(Collected data entries)
★ ★ ★
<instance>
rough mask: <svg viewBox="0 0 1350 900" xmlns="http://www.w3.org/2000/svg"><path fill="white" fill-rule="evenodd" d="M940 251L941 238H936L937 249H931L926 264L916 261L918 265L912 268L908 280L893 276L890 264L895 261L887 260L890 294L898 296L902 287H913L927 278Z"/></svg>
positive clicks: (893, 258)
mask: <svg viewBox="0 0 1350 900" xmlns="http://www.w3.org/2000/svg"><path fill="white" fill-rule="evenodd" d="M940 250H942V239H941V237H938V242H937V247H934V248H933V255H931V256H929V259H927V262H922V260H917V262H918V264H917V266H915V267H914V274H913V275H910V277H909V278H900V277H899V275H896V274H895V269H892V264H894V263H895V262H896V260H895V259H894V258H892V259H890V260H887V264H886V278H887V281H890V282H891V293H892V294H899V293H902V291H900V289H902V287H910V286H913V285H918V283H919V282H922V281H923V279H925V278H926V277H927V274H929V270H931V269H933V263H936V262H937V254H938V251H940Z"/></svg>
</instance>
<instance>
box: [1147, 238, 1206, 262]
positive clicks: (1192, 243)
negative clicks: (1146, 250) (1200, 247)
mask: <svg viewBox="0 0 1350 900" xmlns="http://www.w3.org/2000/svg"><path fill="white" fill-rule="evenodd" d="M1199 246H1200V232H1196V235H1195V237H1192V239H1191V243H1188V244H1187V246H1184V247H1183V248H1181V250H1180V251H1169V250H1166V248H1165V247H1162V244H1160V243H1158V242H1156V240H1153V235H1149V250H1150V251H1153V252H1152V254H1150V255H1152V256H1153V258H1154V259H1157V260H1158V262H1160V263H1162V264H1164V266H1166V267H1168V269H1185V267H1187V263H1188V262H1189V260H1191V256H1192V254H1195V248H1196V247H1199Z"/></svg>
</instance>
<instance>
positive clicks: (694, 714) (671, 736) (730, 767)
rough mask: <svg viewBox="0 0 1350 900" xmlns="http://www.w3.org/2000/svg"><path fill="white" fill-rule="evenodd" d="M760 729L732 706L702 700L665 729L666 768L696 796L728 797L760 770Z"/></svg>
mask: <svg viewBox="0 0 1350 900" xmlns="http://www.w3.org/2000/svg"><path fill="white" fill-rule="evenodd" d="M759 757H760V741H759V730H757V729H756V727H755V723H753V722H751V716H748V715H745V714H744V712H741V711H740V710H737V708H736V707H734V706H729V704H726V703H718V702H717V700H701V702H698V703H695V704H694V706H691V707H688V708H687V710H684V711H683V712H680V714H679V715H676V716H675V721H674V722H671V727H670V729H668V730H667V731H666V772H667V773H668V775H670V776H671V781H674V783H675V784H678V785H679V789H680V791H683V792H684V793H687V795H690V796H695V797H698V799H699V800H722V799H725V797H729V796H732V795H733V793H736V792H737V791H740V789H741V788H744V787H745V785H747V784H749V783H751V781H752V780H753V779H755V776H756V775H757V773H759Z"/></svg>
★ ★ ★
Task to complete: Copy every line of the entries above, keeping each character unchanged.

Result:
<instance>
rough mask: <svg viewBox="0 0 1350 900" xmlns="http://www.w3.org/2000/svg"><path fill="white" fill-rule="evenodd" d="M940 251L941 238H936L937 249H931L926 264L916 261L918 265L912 268L908 280L893 276L890 264L895 261L887 260L890 294L898 296L902 287H913L927 278Z"/></svg>
positive clicks: (893, 258)
mask: <svg viewBox="0 0 1350 900" xmlns="http://www.w3.org/2000/svg"><path fill="white" fill-rule="evenodd" d="M940 250H942V239H941V237H938V242H937V247H934V248H933V255H931V256H929V259H927V262H922V260H917V262H918V264H917V266H915V267H914V274H913V275H910V277H909V278H900V277H899V275H896V274H895V269H892V264H894V263H895V262H896V260H895V259H894V258H892V259H890V260H887V264H886V278H887V281H890V282H891V293H892V294H899V293H902V291H900V289H902V287H910V286H913V285H918V283H919V282H922V281H923V279H925V278H926V277H927V274H929V270H931V269H933V263H936V262H937V254H938V251H940Z"/></svg>
</instance>
<instance>
box: [1147, 238, 1206, 262]
positive clicks: (1192, 243)
negative clicks: (1146, 250) (1200, 247)
mask: <svg viewBox="0 0 1350 900" xmlns="http://www.w3.org/2000/svg"><path fill="white" fill-rule="evenodd" d="M1199 246H1200V232H1196V235H1195V237H1192V239H1191V243H1188V244H1187V246H1184V247H1183V248H1181V250H1180V251H1169V250H1166V248H1165V247H1162V244H1160V243H1158V242H1156V240H1153V235H1149V250H1150V251H1153V252H1152V254H1150V255H1152V256H1153V258H1154V259H1157V260H1158V262H1160V263H1162V264H1164V266H1166V267H1168V269H1185V267H1187V263H1188V262H1189V260H1191V256H1192V254H1195V248H1196V247H1199Z"/></svg>
</instance>
<instance>
positive clicks: (694, 714) (671, 736) (730, 767)
rough mask: <svg viewBox="0 0 1350 900" xmlns="http://www.w3.org/2000/svg"><path fill="white" fill-rule="evenodd" d="M760 729L732 706L702 700L665 729L666 768L696 796L728 797L760 770Z"/></svg>
mask: <svg viewBox="0 0 1350 900" xmlns="http://www.w3.org/2000/svg"><path fill="white" fill-rule="evenodd" d="M759 757H760V741H759V730H757V729H756V727H755V723H753V722H751V716H748V715H745V714H744V712H741V711H740V710H737V708H736V707H734V706H729V704H726V703H718V702H717V700H701V702H698V703H695V704H694V706H691V707H688V708H687V710H684V711H683V712H680V714H679V715H676V716H675V721H674V722H671V727H670V729H668V730H667V731H666V772H667V773H668V775H670V776H671V781H674V783H675V784H678V785H679V789H680V791H683V792H684V793H687V795H690V796H695V797H698V799H699V800H722V799H725V797H729V796H732V795H733V793H736V792H737V791H740V789H741V788H744V787H745V785H747V784H749V783H751V781H752V780H753V779H755V776H756V775H757V773H759Z"/></svg>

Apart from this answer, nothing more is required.